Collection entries
□ □ □ □ □

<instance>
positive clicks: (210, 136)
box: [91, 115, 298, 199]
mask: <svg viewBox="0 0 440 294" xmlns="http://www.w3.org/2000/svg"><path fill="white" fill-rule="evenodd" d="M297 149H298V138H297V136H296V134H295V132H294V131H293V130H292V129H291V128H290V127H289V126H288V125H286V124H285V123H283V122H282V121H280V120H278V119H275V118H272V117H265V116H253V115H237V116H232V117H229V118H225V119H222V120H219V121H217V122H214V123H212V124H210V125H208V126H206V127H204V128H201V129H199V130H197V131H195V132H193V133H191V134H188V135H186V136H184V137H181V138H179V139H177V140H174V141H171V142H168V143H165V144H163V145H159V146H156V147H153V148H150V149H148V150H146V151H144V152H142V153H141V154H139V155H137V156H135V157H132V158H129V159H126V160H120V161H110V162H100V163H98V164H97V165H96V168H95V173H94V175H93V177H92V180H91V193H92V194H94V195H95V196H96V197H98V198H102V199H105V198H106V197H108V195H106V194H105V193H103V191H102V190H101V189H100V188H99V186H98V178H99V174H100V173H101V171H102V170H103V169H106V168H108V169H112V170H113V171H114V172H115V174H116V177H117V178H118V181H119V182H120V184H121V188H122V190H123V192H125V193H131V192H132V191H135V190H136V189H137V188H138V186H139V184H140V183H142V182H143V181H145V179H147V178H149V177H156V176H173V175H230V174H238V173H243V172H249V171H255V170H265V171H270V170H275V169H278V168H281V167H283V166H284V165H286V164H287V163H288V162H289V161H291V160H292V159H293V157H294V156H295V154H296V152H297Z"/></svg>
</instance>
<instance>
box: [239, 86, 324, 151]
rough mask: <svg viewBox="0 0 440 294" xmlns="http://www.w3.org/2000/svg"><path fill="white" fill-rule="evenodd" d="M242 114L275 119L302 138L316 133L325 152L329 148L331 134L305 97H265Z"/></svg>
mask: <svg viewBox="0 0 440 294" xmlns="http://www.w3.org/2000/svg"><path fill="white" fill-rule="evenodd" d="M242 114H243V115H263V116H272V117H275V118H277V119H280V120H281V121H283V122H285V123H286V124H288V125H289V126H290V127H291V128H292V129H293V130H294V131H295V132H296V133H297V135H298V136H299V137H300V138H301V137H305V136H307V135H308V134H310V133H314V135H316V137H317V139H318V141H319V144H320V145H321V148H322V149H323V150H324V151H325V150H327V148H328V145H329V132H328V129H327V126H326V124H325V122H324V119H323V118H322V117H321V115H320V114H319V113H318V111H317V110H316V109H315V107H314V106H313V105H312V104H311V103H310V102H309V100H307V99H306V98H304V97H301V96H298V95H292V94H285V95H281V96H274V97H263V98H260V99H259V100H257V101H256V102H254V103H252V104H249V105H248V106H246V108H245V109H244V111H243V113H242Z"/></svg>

□ □ □ □ □

Swap "rough mask" for "coarse mask" in the lines of the records starting with the line containing "</instance>" and going through the line containing "rough mask: <svg". Output only those lines, with everything else unchanged.

</instance>
<instance>
box: [239, 86, 324, 151]
coarse mask: <svg viewBox="0 0 440 294" xmlns="http://www.w3.org/2000/svg"><path fill="white" fill-rule="evenodd" d="M242 114L275 119L302 138L316 133L325 152L329 148L331 134L305 97H265Z"/></svg>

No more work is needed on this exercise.